══ Text shown ══

Immigrants weigh in on Ukraine, Russian conflict

Yevgeniy Viknyanskiy, far left, is a Ukrainian veteran who lives in Redmond, Wash. Valentina Kiselev is a Russian immigrant who supports Russian President Vladimir Putin’s annexation of Crimea. (Mark Harrison)
Nancy Bartley Seattle Times

SEATTLE – Andrey Tokar bustles about the kitchen at Voshtok Dumpling House on Capitol Hill, where he serves up food he considers both Ukrainian and Russian – no small irony given the conflict in Crimea and his anxiety about it.

“I’m worried,” Tokar said. With friends and family still in Ukraine, having Russian President Vladimir Putin officially annex Crimea from Ukraine last week “is definitely not something we want. Everybody is hoping for U.S. intervention.”

Well, not everybody.

Valentina Kiselev, who left Russia in 1997 and now lives in Bellevue, supports Putin’s move to claim parts of Ukraine and thinks the United States should stay out of the conflict.

“I think one day America will be ashamed of the fact that its president shook the hands of the self-proclaimed … leader in the Ukraine,” said Kiselev, who spent summers in Crimea and has relatives in Ukraine.

As the conflict rages, Russians and Ukrainians now in the Northwest feel divided from people they’ve known for years after Putin’s claim on Crimea and President Barack Obama’s support of the new Ukrainian government.

At Ukrainian International Foods in Greenwood, owner Sam Shoykhim recently stacked the cold case with cheese and salami from a variety of Eastern European countries and grumbled about the recent events.

Until the new conflict, Russians and Ukrainians were all one family, said Shoykhim, who is from Chernobyl in Ukraine. “Now they don’t get along.”

Washington is home to 35,550 people who were born in Ukraine and nearly 22,000 from Russia, according to U.S. Census Bureau data. Those figures don’t include their American-born children and grandchildren, who may also have their own passionate Russian or Ukrainian views.

Historically, Russians have believed there is no meaningful division between that country and Ukraine, a former member of the Soviet Union, said Scott Radnitz, director of the University of Washington’s Ellison Center for Russian East European and Central Asian Studies.

Meanwhile, leaders of the new Ukrainian government, along with much of western Ukraine, want closer ties with the 28-nation European Union.

═══
══ Material supplied ══

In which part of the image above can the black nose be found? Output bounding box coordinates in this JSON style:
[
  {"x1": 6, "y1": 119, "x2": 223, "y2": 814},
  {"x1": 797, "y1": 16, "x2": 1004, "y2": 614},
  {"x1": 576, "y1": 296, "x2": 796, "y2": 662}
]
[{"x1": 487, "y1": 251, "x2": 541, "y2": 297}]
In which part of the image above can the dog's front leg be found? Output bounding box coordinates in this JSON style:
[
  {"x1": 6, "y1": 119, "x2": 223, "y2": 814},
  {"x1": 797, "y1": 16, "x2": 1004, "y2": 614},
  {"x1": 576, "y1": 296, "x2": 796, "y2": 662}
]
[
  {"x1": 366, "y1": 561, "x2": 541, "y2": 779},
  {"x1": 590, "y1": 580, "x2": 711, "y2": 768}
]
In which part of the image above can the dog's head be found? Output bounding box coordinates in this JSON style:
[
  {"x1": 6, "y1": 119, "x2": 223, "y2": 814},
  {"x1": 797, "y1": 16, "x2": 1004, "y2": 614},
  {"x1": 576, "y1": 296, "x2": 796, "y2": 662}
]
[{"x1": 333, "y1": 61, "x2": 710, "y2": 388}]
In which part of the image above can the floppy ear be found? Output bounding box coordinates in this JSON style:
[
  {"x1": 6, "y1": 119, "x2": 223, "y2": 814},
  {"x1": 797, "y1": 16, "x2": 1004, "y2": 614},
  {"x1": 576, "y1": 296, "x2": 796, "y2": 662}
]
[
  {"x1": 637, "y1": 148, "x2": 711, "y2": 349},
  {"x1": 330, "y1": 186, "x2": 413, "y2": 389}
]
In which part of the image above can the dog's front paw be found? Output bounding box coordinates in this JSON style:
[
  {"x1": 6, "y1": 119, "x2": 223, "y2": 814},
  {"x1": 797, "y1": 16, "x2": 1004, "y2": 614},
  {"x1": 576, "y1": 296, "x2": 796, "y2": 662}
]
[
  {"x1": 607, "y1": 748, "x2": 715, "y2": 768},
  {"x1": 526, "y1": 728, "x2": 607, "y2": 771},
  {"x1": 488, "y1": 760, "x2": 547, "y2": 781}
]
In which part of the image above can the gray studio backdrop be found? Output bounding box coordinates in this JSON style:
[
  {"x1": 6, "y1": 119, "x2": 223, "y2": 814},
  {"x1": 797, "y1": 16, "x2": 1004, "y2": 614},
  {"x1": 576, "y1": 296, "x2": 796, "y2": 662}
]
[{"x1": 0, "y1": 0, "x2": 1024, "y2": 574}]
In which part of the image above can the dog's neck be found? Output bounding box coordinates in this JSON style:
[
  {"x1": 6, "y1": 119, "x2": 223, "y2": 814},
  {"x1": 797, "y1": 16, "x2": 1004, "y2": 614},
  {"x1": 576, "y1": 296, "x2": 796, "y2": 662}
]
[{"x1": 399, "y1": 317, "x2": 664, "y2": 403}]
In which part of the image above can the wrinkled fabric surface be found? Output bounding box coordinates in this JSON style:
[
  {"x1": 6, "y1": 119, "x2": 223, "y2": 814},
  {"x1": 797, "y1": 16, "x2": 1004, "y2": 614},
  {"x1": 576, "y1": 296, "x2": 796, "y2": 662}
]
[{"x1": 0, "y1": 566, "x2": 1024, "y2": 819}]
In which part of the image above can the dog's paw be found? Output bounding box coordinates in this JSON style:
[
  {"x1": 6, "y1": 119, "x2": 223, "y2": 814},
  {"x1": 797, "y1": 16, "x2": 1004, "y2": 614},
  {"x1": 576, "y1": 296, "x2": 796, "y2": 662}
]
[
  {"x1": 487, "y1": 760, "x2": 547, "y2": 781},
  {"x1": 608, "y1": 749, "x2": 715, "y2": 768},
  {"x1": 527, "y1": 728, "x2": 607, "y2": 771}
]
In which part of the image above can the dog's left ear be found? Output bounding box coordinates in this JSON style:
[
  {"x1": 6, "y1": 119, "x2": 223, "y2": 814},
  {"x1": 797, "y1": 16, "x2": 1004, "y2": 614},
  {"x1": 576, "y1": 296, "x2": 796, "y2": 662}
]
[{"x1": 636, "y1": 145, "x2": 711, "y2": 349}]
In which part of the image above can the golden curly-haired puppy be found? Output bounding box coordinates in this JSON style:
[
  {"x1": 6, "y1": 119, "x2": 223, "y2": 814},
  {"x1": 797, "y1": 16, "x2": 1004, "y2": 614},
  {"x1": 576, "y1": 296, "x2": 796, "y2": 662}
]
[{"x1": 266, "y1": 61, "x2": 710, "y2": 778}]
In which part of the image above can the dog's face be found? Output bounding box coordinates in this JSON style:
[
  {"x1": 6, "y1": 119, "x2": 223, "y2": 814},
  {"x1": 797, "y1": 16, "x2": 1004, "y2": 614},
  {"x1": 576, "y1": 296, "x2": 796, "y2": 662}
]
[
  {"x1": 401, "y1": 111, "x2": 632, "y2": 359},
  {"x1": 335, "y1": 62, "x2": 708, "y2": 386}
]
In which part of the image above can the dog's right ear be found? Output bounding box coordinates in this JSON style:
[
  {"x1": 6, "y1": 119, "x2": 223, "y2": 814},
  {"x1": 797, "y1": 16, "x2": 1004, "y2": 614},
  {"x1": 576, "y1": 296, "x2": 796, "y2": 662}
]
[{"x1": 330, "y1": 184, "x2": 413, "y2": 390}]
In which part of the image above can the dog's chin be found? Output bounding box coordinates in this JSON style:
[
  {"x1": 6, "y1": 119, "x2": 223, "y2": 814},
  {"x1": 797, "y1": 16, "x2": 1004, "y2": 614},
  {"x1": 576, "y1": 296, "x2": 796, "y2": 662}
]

═══

- [Directive]
Revise the article on immigrants and the Ukraine conflict starting at "At Ukrainian International" and ending at "Central Asian Studies.", changing "cold case" to "display case".

- [Answer for the task]
At Ukrainian International Foods in Greenwood, owner Sam Shoykhim recently stacked the display case with cheese and salami from a variety of Eastern European countries and grumbled about the recent events.

Until the new conflict, Russians and Ukrainians were all one family, said Shoykhim, who is from Chernobyl in Ukraine. “Now they don’t get along.”

Washington is home to 35,550 people who were born in Ukraine and nearly 22,000 from Russia, according to U.S. Census Bureau data. Those figures don’t include their American-born children and grandchildren, who may also have their own passionate Russian or Ukrainian views.

Historically, Russians have believed there is no meaningful division between that country and Ukraine, a former member of the Soviet Union, said Scott Radnitz, director of the University of Washington’s Ellison Center for Russian East European and Central Asian Studies.